*** Block opens ***

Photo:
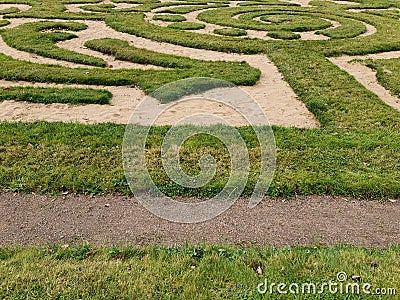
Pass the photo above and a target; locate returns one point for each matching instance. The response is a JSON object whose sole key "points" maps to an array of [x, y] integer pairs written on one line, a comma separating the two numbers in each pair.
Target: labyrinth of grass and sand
{"points": [[354, 151]]}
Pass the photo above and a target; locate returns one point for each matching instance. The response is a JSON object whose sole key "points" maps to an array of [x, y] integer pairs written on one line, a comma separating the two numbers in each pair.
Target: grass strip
{"points": [[199, 271], [54, 157], [40, 38], [55, 95]]}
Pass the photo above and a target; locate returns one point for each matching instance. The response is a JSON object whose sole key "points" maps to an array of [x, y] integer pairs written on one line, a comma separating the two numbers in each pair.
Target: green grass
{"points": [[40, 38], [169, 18], [239, 73], [55, 95], [4, 23], [230, 31], [188, 272], [87, 159], [388, 73], [283, 35], [187, 26], [354, 153]]}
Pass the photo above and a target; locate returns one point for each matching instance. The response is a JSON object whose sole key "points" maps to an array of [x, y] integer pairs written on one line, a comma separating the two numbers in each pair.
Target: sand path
{"points": [[272, 93], [367, 76]]}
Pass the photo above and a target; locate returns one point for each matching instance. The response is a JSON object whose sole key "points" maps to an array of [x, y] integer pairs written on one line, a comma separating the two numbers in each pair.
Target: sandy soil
{"points": [[38, 220], [272, 93], [367, 76]]}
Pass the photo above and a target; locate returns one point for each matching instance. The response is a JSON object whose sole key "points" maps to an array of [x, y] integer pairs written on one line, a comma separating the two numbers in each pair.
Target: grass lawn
{"points": [[194, 272], [355, 151]]}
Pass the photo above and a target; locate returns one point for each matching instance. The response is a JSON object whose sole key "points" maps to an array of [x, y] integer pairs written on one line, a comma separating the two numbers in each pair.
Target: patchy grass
{"points": [[355, 152], [187, 26], [55, 95], [169, 18], [87, 158], [388, 73], [239, 73], [230, 31], [191, 272]]}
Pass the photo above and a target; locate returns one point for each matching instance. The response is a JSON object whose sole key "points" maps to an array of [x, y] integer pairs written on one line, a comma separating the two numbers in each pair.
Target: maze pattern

*** Block closes ***

- **The problem**: This exercise calls for the line containing "Target: grass lawn" and each line after it in the records, copied exactly.

- **Solution for this task**:
Target: grass lawn
{"points": [[194, 272], [355, 151]]}
Pass the photo above and a target; locate returns one point for each matching instance. The response is a JSON object whose sole key "points" maps to an array of [x, y] integer pairs written on one line, a comma separating the two numbers in each pair.
Target: patchy grass
{"points": [[355, 152], [187, 26], [55, 95], [169, 18], [87, 158], [388, 73], [239, 73], [230, 31], [191, 272]]}
Pass the photo above and a target; locate returns one point for each matching instance. The response is a JSON object whose sole key "points" maps to an array of [x, y] integer pairs written on one line, a comma separating the two numbers in each pair.
Target: maze pattern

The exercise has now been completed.